[Supplied text]

Scientific classification
- Kingdom: Animalia
- Phylum: Chordata
- Class: Actinopterygii
- Order: Labriformes
- Family: Labridae
- Genus: Stethojulis
- Species: S. trilineata
- Binomial name: Stethojulis trilineata (Bloch & Schneider, 1801)
- Synonyms: List Labrus trilineatus Bloch & Schneider, 1801; Halichoeres trilineata (Bloch & Schneider, 1801); Stethojulis trilineatus (Bloch & Schneider, 1801); Julis sebanus Valenciennes, 1839; Julis phekadopleura Bleeker, 1849; Stethojulis phekadopleura (Bleeker, 1849); Halichoeres sebae Kner, 1860; Stethojulis filholi Sauvage, 1880; ;

= Stethojulis trilineata =

- Authority: (Bloch & Schneider, 1801)
- Conservation status: LC
- Synonyms: Labrus trilineatus Bloch & Schneider, 1801, Halichoeres trilineata (Bloch & Schneider, 1801), Stethojulis trilineatus (Bloch & Schneider, 1801), Julis sebanus Valenciennes, 1839, Julis phekadopleura Bleeker, 1849, Stethojulis phekadopleura (Bleeker, 1849), Halichoeres sebae Kner, 1860, Stethojulis filholi Sauvage, 1880

Species of fish

Stethojulis trilineata, also known as the blue-ribbon wrasse, red shouldered rainbow-fish, scarlet-banded rainbowfish, three-blueline wrasse, three-lined rainbowfish or three-lined wrasse, is a species of marine ray-finned fish, a wrasse from the family Labridae. It is found in the Indo-Pacific region where it is associated with reefs.

[/Supplied text]
[Data shown]

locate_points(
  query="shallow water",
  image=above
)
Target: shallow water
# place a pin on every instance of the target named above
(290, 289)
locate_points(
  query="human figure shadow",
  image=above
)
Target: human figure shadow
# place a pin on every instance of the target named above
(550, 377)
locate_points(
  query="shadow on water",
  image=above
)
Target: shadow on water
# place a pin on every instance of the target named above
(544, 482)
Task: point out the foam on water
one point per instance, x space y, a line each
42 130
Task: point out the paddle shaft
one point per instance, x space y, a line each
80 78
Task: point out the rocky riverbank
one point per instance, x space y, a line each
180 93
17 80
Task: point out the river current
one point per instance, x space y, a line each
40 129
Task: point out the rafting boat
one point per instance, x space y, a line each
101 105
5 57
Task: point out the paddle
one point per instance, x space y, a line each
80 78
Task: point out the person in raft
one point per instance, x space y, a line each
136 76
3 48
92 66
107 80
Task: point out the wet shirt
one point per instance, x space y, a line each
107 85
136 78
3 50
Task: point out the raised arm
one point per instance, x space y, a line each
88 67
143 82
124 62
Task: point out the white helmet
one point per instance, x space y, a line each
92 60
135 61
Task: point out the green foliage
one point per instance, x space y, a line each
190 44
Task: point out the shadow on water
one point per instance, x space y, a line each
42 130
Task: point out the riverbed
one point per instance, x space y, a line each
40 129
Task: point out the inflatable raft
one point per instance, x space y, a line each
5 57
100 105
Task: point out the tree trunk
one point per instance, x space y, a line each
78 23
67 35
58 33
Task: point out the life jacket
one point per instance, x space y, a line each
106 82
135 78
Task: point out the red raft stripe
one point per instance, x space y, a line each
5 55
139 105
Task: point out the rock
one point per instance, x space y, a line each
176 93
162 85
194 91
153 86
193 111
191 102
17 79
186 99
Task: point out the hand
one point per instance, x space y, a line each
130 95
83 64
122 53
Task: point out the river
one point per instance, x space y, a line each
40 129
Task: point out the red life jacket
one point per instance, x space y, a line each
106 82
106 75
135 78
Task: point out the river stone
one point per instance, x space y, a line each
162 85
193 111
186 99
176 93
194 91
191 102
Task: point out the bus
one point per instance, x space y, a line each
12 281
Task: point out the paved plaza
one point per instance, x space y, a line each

[/Data shown]

(The problem) Copy the fish text from the words "Species of fish" through "associated with reefs.", and swap "reefs" for "coral reefs". Use only the fish text, not the items, for what comes next.

(Exercise response)
Species of fish

Stethojulis trilineata, also known as the blue-ribbon wrasse, red shouldered rainbow-fish, scarlet-banded rainbowfish, three-blueline wrasse, three-lined rainbowfish or three-lined wrasse, is a species of marine ray-finned fish, a wrasse from the family Labridae. It is found in the Indo-Pacific region where it is associated with coral reefs.